→ **SELECTED EXCERPT**

Uncommitted movement demands DNC allow a representative to speak on Gaza
The Uncommitted National Movement has announced a number of demands in the run-up to the Democratic national convention (DNC) later this month, part of an effort to use its voting power to influence Kamala Harris and the Democratic party’s stance on Israel’s war in Gaza.
In a press call on Thursday, movement leaders demanded that the DNC allow Dr Tanya Haj-Hassan, an American physician who’s worked in Gaza, to speak at the convention about the humanitarian crisis that she witnessed first-hand. They have also requested that an uncommitted delegate be given five minutes to speak at the convention, and for Kamala Harris to meet with movement leaders about their concerns.
Uncommitted leaders say that hearing from Haj-Hassan will help the Democratic party and Harris make informed policy decisions on Gaza, where more than 39,000 Palestinians have been killed since the 7 October attack on Israel by Hamas, according to health officials.
More than 700,000 Americans voted “uncommitted” or its equivalent in the Democratic party primaries this year in a message to Joe Biden that he could not count on their support if he did not change his approach to the war. The movement has particular influence in Michigan, where more than 100,000 people cast “uncommitted” ballots in the primary. It will send 30 delegates to the DNC in Chicago.
Related: Kamala Harris says ‘I will not be silent’ on suffering in Gaza after Netanyahu talks
The movement’s latest appeal follows demands announced last week that include an arms embargo on Israel and support for a permanent ceasefire in Gaza. Convention planners received the demands in writing, say movement leaders, but they have yet to receive a response.
Still, Abbas Alawieh, an uncommitted delegate from Michigan, said that the movement is “hopeful that the vice-president will take this opportunity to turn a new page as it relates to Gaza policy, and hopefully that can start with this specific initiative”.
During the Thursday call, several doctors who volunteered in Gaza and have experience in other conflicts said that the scale of atrocities they witnessed in Gaza were the worst that they’d ever seen. Haj-Hassan shared that she’d seen Palestinians “being killed in 1,001 ways”. In the emergency department, she often saw the dead bodies of entire families, with only one surviving child who was fighting for their life. “We received children maimed, killed, beheaded, shot,” she said.
“And it is for that reason I have decided to become very vocal and go beyond my capacity as a pediatric intensive care doctor confined by the walls of the ICU,” said Haj-Hassan, “to get on the media to speak to politicians and to advocate for this genocide to come to an end.” Last week, Haj-Hassan and dozens of other US doctors and nurses delivered a letter to Biden that described the scene in Gaza’s hospitals and urged him to withdraw military support for Israel.
Alawieh said that Harris’s team has signalled a greater openness to engaging with their movement than Biden did. “She’s expressed a level of concern about the humanitarian catastrophe in Gaza that perhaps we weren’t seeing from the president,” said Alawieh. He was also encouraged that her team was in touch with Arab and Muslim American leaders. “We’re getting more engagement than we did under President Biden being at the top of the ticket, and so I’m hopeful that we can move in a direction that leads to her engaging directly.”

→ **TASK**
Transcribe the passage of the Uncommitted movement article from "More than 700,000" up to and including "DNC in Chicago.".

→ **DATA EXTRACT**
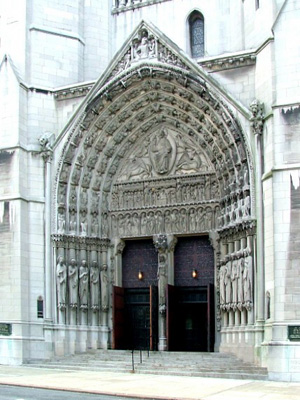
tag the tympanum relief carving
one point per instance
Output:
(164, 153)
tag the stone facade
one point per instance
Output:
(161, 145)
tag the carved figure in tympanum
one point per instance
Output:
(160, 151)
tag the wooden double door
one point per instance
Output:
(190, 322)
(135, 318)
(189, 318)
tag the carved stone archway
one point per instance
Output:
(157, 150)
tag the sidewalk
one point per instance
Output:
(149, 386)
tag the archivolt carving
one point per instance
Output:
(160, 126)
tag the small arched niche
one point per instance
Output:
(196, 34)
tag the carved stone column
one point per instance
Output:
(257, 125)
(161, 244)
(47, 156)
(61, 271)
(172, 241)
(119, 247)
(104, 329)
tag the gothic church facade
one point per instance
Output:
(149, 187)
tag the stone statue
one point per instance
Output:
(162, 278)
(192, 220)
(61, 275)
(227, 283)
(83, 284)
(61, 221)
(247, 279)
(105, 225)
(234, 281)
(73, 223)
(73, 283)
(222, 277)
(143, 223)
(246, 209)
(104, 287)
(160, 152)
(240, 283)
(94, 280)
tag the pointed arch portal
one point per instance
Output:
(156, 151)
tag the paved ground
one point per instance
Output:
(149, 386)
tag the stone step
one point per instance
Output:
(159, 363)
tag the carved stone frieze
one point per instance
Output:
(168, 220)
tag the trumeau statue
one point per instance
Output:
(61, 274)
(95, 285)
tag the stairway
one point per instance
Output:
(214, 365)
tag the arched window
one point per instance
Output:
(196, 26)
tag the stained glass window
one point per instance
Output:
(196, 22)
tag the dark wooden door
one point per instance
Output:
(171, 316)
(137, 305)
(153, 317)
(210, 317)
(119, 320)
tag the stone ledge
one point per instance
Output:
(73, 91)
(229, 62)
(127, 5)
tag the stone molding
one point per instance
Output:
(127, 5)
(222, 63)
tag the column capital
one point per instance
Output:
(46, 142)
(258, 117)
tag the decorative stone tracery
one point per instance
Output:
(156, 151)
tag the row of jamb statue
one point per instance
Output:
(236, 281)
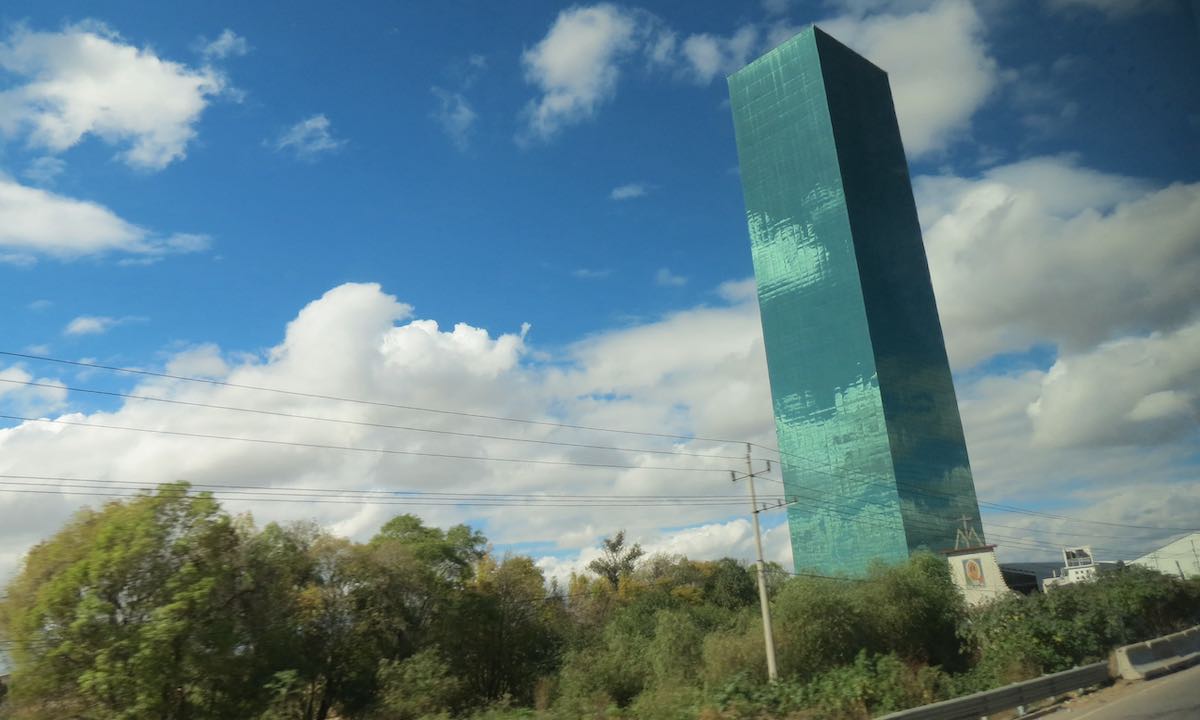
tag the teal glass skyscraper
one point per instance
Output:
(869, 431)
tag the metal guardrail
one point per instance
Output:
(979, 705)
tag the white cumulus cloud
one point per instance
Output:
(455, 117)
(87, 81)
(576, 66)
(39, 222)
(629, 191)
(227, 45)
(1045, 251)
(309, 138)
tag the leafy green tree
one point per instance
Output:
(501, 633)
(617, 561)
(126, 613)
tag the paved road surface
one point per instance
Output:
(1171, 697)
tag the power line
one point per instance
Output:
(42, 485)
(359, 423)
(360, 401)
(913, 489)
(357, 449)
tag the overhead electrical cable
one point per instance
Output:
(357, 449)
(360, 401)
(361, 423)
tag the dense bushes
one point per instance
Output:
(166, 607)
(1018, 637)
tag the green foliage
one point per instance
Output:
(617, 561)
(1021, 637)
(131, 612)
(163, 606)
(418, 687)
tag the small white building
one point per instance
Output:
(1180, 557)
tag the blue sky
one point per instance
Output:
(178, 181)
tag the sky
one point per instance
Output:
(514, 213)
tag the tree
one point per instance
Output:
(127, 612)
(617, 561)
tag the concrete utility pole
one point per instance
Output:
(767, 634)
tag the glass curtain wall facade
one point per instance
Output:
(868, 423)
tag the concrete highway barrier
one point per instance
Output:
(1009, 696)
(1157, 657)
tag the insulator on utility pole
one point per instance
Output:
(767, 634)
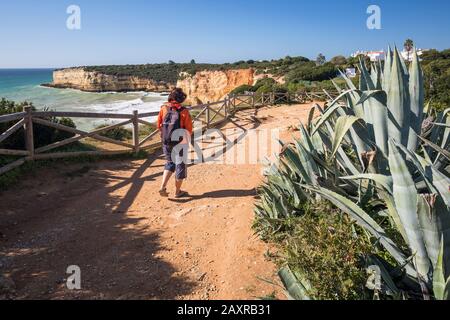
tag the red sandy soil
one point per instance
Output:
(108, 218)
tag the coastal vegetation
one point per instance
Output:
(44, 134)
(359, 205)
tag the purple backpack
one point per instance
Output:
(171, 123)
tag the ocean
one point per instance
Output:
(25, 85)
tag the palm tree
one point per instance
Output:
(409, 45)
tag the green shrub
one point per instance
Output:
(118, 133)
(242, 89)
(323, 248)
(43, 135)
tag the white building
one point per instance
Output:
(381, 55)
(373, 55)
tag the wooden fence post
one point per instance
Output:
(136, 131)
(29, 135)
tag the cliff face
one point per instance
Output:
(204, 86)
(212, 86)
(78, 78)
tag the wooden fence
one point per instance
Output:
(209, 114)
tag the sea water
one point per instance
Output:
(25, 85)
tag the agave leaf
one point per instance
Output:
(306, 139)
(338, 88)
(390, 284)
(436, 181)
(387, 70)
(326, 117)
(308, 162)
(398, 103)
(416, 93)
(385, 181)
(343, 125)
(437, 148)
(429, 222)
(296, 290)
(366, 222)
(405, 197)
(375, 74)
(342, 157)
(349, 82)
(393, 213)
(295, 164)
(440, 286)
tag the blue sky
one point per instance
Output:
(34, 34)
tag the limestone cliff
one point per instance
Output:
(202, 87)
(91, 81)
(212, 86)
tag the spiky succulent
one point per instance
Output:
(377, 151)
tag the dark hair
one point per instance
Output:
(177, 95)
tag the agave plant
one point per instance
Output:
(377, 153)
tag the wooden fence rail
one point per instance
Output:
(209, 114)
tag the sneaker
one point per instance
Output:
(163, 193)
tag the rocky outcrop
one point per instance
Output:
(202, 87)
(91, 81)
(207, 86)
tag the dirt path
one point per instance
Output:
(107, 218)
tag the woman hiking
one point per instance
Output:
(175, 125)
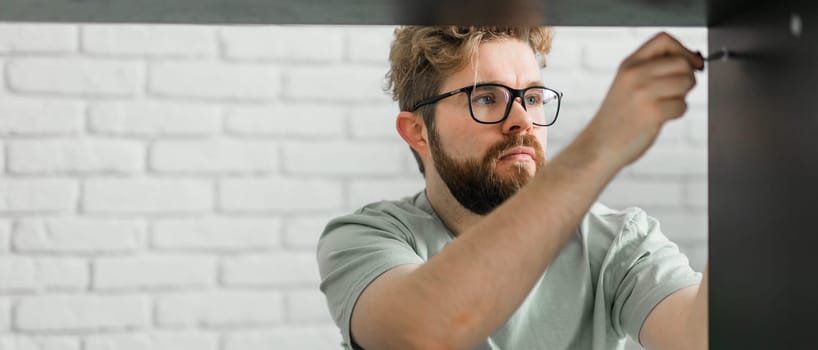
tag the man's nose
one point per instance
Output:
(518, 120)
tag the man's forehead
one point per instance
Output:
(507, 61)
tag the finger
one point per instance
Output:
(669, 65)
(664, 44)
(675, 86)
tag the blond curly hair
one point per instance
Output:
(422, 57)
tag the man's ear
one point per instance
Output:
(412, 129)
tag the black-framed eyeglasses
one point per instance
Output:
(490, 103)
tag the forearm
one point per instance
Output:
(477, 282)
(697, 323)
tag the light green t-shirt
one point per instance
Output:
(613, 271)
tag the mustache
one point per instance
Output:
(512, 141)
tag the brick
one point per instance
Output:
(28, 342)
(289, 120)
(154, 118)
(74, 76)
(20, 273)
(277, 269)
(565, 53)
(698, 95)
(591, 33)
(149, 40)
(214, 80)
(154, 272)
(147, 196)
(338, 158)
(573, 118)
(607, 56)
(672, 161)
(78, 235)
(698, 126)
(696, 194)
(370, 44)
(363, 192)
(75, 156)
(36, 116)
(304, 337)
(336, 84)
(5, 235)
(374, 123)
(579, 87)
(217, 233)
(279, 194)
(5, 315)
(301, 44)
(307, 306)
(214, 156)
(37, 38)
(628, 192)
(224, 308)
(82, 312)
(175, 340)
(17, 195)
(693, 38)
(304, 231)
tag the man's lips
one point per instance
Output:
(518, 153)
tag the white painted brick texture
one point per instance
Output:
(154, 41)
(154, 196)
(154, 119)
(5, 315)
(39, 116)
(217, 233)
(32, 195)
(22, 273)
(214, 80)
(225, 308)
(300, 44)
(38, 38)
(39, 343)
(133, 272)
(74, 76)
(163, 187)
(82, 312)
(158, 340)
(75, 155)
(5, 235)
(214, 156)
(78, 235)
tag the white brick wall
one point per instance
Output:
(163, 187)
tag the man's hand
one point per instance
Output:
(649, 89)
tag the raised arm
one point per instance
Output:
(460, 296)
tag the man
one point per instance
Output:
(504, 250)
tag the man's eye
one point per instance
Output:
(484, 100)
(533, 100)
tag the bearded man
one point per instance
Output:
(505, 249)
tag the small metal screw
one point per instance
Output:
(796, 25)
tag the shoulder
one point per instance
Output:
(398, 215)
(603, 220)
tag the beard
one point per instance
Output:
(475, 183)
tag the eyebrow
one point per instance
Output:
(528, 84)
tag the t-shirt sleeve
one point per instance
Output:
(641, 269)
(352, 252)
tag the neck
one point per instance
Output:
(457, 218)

→ **ANSWER**
More than 700,000 Americans voted “uncommitted” or its equivalent in the Democratic party primaries this year in a message to Joe Biden that he could not count on their support if he did not change his approach to the war. The movement has particular influence in Michigan, where more than 100,000 people cast “uncommitted” ballots in the primary. It will send 30 delegates to the DNC in Chicago.